__EXERCISE BRIEF__. Please write out the line containing "Which pixel lies on the woman in white trousers?" and each line after it through the end of the data, exactly, and nothing else.

__MATERIAL PROVIDED__.
================

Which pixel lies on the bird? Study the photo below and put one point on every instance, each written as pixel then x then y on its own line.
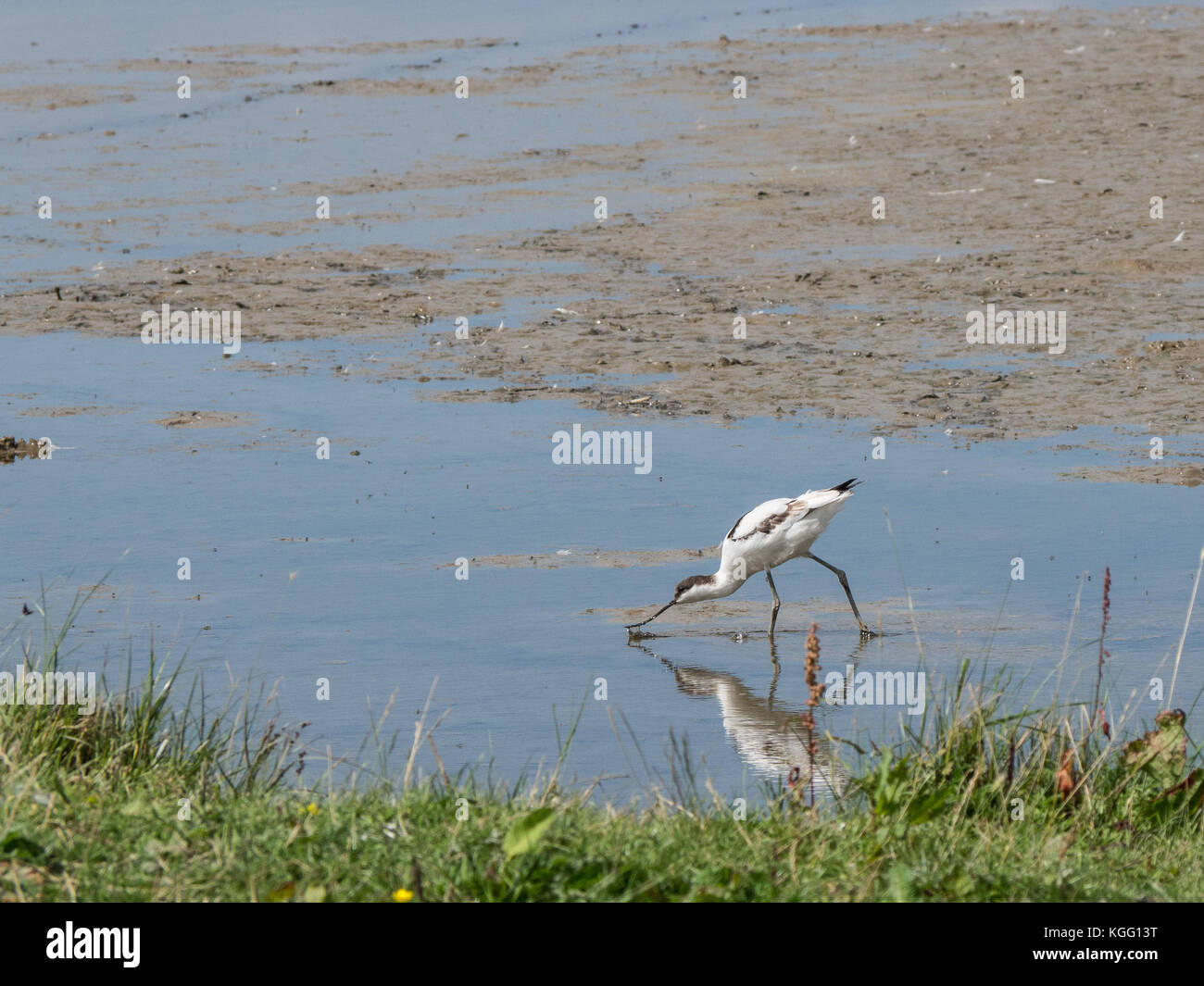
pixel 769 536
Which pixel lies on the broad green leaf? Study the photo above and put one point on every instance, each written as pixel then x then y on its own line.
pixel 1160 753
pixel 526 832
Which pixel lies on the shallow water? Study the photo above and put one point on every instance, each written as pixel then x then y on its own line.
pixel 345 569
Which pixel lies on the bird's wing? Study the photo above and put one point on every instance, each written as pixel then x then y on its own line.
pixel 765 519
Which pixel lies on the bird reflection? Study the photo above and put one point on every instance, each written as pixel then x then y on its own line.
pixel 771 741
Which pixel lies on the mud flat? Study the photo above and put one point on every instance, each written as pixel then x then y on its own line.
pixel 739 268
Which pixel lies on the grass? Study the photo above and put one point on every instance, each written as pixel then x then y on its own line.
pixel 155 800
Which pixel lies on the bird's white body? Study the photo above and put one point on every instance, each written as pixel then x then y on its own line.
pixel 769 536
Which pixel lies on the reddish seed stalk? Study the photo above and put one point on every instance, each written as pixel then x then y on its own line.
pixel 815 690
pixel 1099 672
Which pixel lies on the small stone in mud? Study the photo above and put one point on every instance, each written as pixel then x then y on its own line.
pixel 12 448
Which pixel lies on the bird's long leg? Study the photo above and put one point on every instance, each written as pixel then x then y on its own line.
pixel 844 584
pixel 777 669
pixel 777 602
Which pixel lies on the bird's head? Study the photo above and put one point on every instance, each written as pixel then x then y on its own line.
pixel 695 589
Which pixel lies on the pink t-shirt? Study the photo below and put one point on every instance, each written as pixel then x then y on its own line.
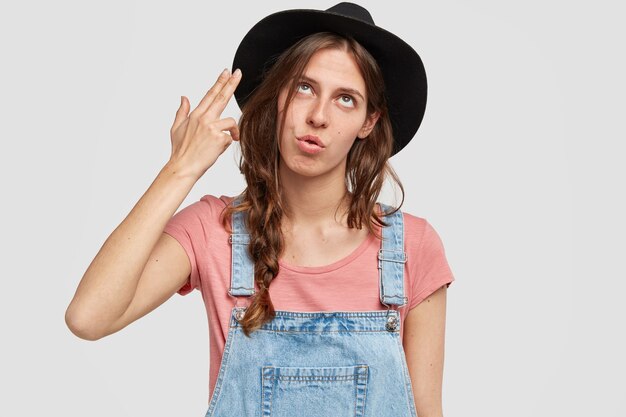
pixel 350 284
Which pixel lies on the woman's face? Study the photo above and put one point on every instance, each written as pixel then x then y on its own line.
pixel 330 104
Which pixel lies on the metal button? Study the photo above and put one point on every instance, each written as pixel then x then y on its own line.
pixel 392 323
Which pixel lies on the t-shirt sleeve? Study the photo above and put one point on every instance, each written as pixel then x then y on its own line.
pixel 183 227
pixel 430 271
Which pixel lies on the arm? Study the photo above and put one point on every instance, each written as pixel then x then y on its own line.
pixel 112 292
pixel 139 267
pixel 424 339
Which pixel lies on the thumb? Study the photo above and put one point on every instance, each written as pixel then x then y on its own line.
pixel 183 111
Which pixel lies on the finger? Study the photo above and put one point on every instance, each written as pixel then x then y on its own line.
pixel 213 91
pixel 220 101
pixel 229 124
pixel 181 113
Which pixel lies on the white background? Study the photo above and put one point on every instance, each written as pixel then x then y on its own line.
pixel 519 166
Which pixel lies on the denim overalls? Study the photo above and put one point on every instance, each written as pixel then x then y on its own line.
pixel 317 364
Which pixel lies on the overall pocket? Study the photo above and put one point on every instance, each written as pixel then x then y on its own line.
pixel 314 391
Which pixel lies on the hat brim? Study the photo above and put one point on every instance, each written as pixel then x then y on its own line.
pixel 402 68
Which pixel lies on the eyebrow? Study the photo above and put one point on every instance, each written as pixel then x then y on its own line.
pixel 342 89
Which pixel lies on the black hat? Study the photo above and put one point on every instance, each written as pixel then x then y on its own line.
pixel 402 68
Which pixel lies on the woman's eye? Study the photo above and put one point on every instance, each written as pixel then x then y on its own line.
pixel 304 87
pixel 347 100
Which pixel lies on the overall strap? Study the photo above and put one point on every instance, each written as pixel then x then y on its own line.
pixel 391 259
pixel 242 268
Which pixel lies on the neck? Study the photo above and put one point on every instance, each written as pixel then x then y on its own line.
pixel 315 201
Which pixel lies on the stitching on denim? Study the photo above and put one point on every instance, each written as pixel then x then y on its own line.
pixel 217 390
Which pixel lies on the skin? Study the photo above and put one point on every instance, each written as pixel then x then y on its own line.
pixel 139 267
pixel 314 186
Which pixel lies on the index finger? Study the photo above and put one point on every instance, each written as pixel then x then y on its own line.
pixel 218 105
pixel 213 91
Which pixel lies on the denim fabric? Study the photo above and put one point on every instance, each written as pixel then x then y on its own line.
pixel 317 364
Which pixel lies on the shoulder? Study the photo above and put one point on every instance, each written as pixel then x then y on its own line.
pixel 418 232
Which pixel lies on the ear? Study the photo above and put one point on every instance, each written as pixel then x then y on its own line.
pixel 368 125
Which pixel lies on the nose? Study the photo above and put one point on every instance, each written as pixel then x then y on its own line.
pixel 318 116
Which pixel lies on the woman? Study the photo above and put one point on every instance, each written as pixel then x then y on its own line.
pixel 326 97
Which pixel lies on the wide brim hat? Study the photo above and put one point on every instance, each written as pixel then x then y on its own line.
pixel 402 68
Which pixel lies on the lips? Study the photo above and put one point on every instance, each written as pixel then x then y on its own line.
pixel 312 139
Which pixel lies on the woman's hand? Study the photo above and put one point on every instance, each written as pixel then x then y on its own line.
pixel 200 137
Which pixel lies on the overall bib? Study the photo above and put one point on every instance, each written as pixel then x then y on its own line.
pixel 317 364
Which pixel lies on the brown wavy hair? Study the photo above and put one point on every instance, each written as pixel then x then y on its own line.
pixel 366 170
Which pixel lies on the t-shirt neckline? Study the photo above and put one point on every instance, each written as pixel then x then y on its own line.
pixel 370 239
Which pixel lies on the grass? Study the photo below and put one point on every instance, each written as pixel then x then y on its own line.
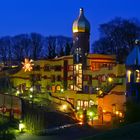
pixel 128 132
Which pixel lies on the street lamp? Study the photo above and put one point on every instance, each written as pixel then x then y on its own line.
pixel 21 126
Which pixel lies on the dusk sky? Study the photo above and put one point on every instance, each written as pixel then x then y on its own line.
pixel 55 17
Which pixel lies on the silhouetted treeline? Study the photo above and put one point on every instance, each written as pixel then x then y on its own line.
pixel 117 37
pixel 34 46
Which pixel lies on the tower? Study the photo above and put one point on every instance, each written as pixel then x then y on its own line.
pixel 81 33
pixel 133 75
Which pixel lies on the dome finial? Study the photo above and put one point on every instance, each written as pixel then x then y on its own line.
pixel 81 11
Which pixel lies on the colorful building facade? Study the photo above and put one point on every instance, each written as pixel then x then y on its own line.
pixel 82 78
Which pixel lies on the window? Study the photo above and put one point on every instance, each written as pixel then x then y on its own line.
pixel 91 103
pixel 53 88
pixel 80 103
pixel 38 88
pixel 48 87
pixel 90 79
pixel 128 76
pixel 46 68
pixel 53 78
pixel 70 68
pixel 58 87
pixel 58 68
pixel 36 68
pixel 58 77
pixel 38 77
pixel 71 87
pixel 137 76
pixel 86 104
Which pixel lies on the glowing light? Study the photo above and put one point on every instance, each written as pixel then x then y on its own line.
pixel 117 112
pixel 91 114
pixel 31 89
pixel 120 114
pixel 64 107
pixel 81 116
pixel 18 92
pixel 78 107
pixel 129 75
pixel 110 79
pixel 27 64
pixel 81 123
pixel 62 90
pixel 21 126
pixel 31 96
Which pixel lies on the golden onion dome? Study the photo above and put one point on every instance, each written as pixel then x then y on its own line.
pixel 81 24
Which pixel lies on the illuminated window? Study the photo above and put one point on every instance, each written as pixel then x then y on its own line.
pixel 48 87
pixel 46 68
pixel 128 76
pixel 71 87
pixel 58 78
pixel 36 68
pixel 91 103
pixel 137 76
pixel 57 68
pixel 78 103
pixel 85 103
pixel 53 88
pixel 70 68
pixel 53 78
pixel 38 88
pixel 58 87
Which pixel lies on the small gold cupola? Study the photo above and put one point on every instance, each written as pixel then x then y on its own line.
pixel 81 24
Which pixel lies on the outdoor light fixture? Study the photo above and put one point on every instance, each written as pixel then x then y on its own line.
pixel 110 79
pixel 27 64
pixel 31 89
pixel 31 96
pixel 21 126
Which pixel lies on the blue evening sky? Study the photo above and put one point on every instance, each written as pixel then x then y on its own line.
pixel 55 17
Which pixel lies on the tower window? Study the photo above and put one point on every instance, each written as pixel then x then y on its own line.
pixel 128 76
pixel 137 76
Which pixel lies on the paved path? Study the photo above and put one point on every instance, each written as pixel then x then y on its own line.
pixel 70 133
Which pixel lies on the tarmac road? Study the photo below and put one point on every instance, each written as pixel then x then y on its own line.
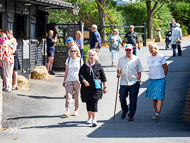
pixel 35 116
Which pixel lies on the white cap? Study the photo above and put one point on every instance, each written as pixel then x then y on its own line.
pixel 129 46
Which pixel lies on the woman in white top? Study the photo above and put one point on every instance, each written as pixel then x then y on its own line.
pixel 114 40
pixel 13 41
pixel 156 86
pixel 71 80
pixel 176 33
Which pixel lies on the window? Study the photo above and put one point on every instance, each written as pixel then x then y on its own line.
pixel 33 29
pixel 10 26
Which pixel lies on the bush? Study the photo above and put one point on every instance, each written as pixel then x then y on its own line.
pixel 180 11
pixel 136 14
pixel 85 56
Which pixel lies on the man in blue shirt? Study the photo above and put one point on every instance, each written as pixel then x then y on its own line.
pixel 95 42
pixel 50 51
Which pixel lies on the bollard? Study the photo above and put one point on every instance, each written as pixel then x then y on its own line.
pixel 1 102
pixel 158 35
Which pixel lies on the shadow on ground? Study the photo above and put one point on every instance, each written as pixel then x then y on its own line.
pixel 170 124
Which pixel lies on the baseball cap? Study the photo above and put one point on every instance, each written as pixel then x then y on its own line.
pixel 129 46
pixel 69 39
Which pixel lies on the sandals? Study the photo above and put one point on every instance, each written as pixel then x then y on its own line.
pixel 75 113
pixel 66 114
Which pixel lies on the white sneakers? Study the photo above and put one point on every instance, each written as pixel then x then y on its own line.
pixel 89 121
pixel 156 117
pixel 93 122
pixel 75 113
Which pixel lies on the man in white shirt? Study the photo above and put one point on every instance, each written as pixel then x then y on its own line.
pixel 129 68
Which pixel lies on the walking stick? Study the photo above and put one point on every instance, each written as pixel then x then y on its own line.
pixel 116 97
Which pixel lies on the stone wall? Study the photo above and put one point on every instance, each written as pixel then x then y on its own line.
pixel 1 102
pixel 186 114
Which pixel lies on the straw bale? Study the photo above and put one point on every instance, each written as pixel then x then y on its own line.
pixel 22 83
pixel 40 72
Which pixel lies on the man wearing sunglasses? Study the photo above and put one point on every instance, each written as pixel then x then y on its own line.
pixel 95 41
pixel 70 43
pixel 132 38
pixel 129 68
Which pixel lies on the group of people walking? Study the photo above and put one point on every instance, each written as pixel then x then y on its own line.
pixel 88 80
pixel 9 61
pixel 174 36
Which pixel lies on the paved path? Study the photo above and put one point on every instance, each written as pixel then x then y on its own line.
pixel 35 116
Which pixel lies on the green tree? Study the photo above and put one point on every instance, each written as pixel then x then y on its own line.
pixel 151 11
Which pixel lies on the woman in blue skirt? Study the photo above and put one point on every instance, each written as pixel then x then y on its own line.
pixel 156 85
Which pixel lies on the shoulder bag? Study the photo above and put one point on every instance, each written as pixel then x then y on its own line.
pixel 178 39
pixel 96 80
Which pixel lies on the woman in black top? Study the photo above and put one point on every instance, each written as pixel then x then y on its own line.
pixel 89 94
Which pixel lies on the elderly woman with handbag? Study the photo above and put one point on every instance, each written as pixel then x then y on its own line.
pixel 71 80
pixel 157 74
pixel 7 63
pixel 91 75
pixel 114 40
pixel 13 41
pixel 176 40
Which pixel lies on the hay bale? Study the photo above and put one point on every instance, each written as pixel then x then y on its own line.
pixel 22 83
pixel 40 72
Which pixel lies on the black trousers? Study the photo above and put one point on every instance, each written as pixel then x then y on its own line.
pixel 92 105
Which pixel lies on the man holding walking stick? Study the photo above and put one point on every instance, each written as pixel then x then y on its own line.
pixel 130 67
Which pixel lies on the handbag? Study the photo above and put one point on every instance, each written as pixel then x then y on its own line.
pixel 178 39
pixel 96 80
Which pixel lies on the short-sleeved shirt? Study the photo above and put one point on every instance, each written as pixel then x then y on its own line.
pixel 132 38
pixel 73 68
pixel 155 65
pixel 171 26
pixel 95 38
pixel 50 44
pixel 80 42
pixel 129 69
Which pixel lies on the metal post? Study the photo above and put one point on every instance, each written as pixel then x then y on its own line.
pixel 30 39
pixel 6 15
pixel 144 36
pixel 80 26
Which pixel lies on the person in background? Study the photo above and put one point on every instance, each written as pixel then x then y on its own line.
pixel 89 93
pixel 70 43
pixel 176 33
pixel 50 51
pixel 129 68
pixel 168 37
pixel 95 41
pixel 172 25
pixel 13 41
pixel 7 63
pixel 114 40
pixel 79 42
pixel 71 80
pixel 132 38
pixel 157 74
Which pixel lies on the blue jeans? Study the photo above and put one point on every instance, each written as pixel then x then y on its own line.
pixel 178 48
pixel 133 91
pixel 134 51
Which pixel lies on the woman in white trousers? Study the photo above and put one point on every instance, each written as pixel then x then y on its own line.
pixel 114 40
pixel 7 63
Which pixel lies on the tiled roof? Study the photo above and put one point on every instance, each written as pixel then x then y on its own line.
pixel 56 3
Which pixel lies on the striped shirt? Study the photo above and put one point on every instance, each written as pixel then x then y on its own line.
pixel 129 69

================

__RESULT__.
Which pixel lies on the woman in white trousers? Study the photo above and put one point on every instance, each written as pixel then x then y on its own line.
pixel 114 40
pixel 7 63
Which pixel lies on the tiled roof? Study the photo above and put one point on every instance, each written as pixel then x then y on its own line.
pixel 56 3
Which pixel lies on the striped shirt? Study the photo above and put one point on every instance, each written as pixel then x then y on its own line.
pixel 129 69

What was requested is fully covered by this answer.